━━━ Selected passage

Nonbanks account for 90% of so-called nonconventional lending backed by the Federal Housing Administration and the U.S. Department of Veterans Affairs. Nonbanks also originate about half of all conventional loans backed by Fannie Mae and Freddie Mac.

Rawan Elhalaby, Greenlining’s senior economic equity program manager and author of the report, “Home Lending to Communities of Color in California,” said banks have largely retreated from FHA lending, which accounts for some of the gap in lending to minorities.

“Banks say they can’t afford to make the riskier loans,” Elhalaby said. “They complain that they are more regulated than nonbanks and can’t afford to make concessions that nonbanks do.”

Banks pulled back from FHA lending after the financial crisis out of fear that if a borrower defaulted, the bank could be sued by the Justice Department under the False Claims Act. Before the financial crisis, about 50% of loans insured by the FHA were originated by depository institutions, but that number is now closer to 15%.

"Nonbanks seem to be taking more share from the banks each year," said Jim Coffrini, president and CEO of Sierra Pacific Mortgage in Folsom, Calif.

While some banks have closed branches in minority neighborhoods, nonbanks have increased marketing to low- and moderate-income communities.

“Many products coming from traditional banks are inaccessible because branches don’t exist in these communities, and people of color are not making relationships with bankers or loan officers,” Elhalaby said. “Across the board, people of color are largely underrepresented in home lending.”

Of the 15 top lenders in California, all eight nonbanks topped the list in lending to both Latino and Black borrowers, though lending to Black borrowers was significantly lower overall compared with their percentage of the population.

New American Funding in Tustin, Calif., topped the list in lending to minorities with 28% of its loan volume in California last year going to Latino borrowers and 4% to Black borrowers. Freedom Mortgage, a large nonbank lender and servicer in Mount Laurel, N.J., made 21% of its loans in California to Latinos and 4% to Blacks. Other top nonbank lenders in the state included Finance of America Mortgage, in Horsham, Pa.; United Wholesale Mortgage, in Pontiac, Mich., which does business as United Shore Financial; and Caliber Home Loans, in Coppell, Tex.

Among banks, Flagstar Bank in Troy, Mich., topped the list in lending to minorities with 12% of its loans in California going to Latinos and 2% to Blacks. The other six banks — MUFG Union Bank, JPMorgan Chase, Wells Fargo, U.S. Bank, Bank of America and Citibank — each originated just 1% of their loan portfolios to Blacks and 10% or less to Latinos in California.

The housing market is one of the few positive standouts of the economy, while other sectors that have taken a beating from the coronavirus pandemic, but some signs point to trouble ahead. More than 5 million borrowers have requested forbearance from paying their mortgage.

━━━━━━
━━━ Entries shown

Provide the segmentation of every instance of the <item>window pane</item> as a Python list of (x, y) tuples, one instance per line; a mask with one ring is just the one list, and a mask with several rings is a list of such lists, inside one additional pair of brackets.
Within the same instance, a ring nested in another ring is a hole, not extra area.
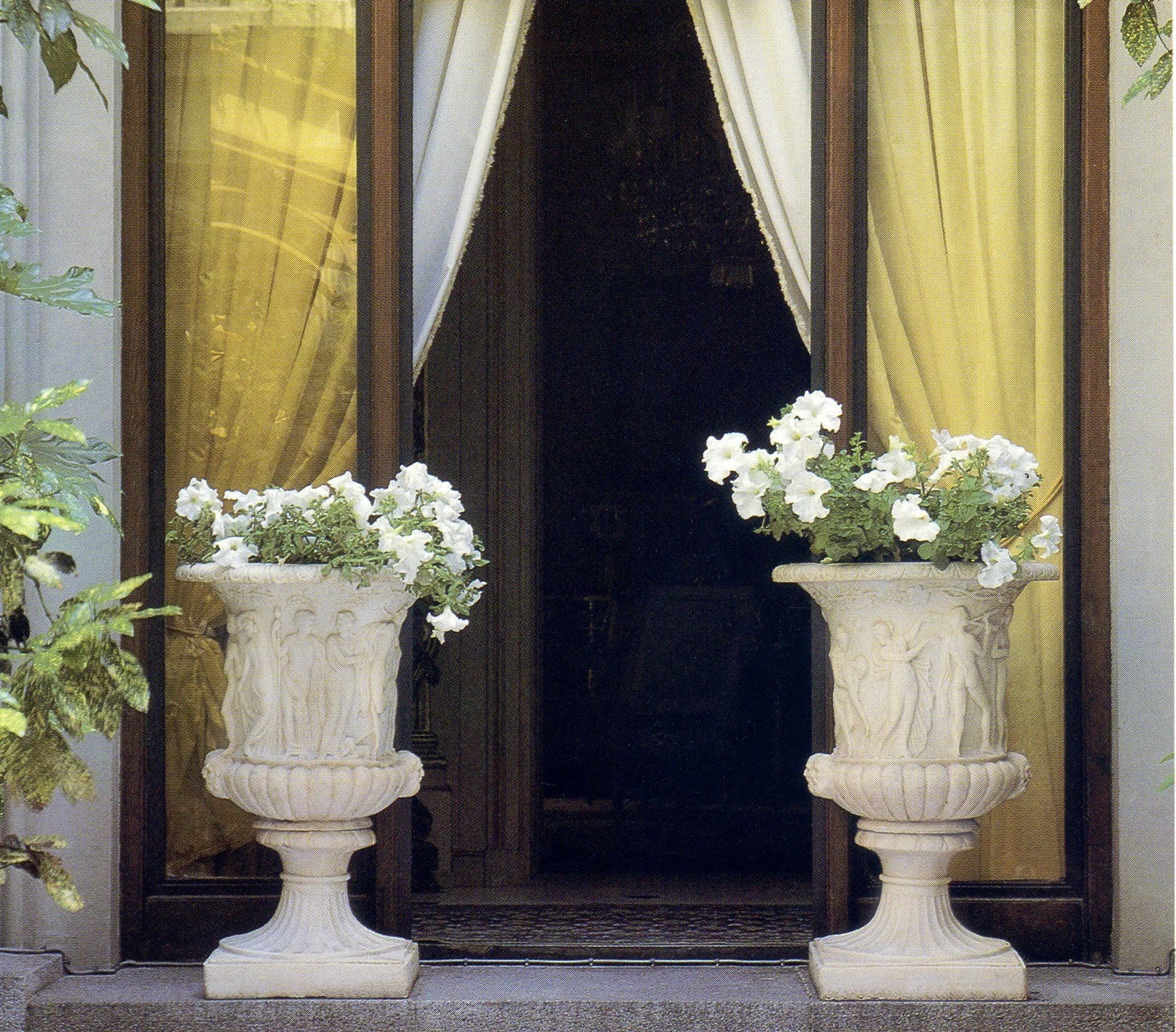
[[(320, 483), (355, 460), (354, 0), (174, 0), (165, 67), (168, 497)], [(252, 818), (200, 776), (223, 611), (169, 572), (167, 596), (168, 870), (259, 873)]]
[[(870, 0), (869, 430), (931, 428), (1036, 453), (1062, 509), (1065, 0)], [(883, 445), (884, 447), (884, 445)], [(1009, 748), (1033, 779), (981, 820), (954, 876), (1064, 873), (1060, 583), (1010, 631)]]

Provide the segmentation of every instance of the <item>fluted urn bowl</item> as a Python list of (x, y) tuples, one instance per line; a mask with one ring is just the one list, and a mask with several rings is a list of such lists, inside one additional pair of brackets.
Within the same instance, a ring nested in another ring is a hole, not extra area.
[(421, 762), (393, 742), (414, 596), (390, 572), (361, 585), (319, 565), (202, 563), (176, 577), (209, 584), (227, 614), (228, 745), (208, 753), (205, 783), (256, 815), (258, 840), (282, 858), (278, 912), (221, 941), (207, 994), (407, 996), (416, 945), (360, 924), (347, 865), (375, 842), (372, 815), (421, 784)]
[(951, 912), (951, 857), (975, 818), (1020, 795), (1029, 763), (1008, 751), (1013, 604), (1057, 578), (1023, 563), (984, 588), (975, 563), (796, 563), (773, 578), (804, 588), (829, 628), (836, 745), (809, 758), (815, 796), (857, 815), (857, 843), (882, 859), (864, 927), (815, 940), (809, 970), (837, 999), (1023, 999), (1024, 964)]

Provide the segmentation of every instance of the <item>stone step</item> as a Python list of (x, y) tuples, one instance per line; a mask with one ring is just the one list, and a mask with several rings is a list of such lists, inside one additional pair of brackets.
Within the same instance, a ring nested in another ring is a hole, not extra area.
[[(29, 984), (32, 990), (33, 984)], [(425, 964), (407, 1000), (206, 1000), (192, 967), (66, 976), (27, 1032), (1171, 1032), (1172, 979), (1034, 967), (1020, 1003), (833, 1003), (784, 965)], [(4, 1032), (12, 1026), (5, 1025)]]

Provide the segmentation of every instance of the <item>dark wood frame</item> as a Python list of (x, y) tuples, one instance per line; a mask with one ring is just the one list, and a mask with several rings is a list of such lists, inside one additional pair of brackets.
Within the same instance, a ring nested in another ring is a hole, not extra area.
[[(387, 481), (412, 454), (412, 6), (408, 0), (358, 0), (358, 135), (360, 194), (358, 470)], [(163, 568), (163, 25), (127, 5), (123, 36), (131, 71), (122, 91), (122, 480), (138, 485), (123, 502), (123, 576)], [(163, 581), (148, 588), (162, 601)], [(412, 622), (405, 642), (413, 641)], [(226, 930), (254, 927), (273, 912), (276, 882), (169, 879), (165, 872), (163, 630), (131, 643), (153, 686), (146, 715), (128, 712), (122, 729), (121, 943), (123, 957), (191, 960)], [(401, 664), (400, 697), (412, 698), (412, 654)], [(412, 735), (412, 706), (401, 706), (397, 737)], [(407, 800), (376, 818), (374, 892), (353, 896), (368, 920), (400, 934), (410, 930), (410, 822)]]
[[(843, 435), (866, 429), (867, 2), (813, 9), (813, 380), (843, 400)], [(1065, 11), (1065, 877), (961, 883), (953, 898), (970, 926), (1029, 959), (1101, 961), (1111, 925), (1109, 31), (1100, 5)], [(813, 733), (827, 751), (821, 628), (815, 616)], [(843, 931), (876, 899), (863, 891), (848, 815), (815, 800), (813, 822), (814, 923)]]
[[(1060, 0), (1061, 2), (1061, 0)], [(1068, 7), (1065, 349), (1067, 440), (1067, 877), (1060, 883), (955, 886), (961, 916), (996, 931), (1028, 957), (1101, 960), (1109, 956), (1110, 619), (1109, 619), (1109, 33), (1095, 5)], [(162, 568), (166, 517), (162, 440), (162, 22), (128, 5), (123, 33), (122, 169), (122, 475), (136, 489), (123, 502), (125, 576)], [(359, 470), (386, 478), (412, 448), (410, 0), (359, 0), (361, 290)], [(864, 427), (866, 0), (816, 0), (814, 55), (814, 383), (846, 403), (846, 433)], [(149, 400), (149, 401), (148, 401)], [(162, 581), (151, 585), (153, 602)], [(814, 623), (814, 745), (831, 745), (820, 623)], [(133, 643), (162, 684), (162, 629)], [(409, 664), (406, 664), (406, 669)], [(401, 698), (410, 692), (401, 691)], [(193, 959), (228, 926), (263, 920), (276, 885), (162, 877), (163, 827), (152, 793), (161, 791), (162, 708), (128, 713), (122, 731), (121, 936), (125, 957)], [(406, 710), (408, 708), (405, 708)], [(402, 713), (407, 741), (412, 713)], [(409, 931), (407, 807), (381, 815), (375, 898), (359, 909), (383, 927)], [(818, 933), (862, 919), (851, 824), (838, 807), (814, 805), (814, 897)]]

━━━━━━
━━━ Entries shown

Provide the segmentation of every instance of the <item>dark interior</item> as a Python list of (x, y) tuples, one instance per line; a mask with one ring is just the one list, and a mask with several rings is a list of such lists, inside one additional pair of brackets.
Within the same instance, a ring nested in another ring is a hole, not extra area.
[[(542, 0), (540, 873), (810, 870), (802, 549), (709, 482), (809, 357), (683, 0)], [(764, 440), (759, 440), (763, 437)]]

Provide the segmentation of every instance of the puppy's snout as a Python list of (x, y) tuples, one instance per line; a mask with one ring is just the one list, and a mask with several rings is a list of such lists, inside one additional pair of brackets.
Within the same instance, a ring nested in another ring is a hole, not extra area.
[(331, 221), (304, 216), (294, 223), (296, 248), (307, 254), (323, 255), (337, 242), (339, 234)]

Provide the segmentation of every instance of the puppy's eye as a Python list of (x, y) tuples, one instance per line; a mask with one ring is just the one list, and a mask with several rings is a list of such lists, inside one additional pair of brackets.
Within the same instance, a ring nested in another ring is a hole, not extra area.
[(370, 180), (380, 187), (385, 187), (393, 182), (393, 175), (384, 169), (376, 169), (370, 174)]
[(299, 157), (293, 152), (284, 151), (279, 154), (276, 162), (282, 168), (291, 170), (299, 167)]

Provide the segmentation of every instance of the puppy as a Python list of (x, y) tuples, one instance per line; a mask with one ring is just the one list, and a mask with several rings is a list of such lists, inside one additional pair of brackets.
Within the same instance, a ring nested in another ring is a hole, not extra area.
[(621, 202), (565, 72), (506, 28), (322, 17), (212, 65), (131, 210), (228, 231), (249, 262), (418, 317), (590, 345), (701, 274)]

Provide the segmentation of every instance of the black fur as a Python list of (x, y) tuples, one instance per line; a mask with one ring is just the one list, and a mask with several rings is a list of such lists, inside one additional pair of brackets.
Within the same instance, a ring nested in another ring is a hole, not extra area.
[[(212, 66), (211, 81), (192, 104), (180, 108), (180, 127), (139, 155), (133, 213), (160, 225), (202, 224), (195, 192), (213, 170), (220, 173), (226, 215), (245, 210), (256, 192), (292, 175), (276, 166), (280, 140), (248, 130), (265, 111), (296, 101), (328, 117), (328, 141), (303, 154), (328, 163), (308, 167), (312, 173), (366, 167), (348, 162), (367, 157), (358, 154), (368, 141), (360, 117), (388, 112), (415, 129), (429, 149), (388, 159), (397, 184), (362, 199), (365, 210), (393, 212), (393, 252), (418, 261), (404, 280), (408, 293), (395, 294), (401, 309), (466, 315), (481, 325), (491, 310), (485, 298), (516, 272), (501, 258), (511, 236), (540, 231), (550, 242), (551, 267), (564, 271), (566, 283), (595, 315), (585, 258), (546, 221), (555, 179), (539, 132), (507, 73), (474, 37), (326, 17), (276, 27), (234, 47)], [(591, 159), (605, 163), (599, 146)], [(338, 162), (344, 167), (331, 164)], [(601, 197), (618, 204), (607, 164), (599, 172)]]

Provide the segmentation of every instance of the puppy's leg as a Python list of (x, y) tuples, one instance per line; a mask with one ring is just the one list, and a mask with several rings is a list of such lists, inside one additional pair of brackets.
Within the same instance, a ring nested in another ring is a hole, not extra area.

━━━━━━
━━━ Entries shown

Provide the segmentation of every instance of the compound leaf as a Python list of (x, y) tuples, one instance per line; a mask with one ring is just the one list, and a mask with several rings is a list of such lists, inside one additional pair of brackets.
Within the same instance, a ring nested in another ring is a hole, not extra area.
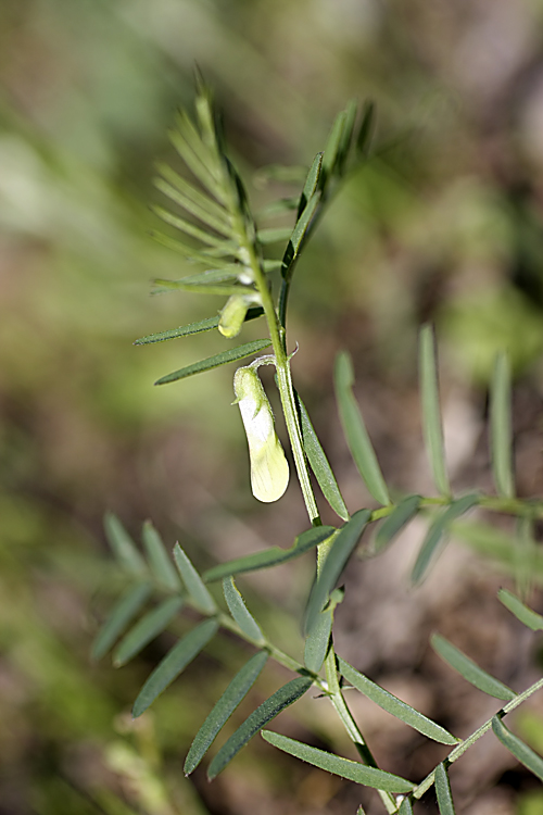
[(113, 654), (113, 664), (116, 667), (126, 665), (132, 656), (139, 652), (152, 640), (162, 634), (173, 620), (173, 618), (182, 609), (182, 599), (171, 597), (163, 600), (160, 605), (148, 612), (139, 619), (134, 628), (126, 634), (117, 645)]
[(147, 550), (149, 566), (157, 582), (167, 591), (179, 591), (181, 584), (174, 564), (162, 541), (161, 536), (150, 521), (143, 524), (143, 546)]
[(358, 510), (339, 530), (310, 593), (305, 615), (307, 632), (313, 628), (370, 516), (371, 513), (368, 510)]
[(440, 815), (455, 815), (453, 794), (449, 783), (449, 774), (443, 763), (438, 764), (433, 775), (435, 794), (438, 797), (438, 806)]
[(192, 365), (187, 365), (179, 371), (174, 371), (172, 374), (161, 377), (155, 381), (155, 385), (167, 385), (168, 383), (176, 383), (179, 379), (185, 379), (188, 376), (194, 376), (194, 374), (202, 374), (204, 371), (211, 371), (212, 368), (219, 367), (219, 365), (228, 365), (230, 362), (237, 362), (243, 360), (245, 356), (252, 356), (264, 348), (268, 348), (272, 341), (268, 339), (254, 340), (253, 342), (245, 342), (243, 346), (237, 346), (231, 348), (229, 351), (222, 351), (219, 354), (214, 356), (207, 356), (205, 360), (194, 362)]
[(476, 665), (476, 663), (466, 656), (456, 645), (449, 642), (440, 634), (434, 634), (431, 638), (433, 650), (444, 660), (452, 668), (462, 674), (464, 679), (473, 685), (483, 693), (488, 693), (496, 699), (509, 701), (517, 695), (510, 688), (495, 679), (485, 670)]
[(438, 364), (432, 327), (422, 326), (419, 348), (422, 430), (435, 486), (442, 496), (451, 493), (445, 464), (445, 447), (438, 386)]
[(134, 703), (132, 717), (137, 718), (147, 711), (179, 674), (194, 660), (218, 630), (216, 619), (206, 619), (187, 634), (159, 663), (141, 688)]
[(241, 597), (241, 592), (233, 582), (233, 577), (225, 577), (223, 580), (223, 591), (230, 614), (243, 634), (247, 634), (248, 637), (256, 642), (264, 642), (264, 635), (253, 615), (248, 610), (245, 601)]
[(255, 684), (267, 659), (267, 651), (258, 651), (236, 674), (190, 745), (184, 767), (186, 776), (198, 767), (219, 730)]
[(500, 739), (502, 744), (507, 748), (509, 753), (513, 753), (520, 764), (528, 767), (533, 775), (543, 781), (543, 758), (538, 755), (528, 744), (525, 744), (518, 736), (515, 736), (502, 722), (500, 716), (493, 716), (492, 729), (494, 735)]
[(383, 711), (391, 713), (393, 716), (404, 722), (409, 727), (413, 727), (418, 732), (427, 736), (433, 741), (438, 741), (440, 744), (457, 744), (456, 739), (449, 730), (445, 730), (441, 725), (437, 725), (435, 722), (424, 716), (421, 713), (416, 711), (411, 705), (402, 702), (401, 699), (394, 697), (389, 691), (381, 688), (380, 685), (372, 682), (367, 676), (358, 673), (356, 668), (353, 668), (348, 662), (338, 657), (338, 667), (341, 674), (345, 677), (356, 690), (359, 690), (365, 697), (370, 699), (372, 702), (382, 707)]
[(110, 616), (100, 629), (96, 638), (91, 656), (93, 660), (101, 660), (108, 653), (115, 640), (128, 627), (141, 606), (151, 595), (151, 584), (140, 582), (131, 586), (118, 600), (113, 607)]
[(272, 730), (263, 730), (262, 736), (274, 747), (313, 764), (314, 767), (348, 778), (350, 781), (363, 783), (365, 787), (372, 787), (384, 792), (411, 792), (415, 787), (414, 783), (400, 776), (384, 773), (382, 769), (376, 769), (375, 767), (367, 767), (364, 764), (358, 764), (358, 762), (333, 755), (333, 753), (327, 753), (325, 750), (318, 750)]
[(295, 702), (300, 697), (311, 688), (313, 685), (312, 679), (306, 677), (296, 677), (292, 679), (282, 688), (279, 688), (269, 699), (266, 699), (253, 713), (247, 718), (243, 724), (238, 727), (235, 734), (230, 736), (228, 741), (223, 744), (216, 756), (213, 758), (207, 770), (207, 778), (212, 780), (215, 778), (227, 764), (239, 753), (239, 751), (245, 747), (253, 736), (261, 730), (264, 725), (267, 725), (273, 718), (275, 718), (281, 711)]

━━━━━━

**What needs to be done**
Answer these questions from the passage on nonbank mortgage lending:
1. What share of nonconventional lending backed by the Federal Housing Administration and the U.S. Department of Veterans Affairs do nonbanks account for?
2. Before the financial crisis, about what percentage of FHA-insured loans did depository institutions originate?
3. What percentage of Flagstar Bank's loans in California went to Latino borrowers?
The listing is separate material and has no connection to the passage on nonbank mortgage lending.

**Answer for this exercise**
1. 90%
2. About 50%
3. 12%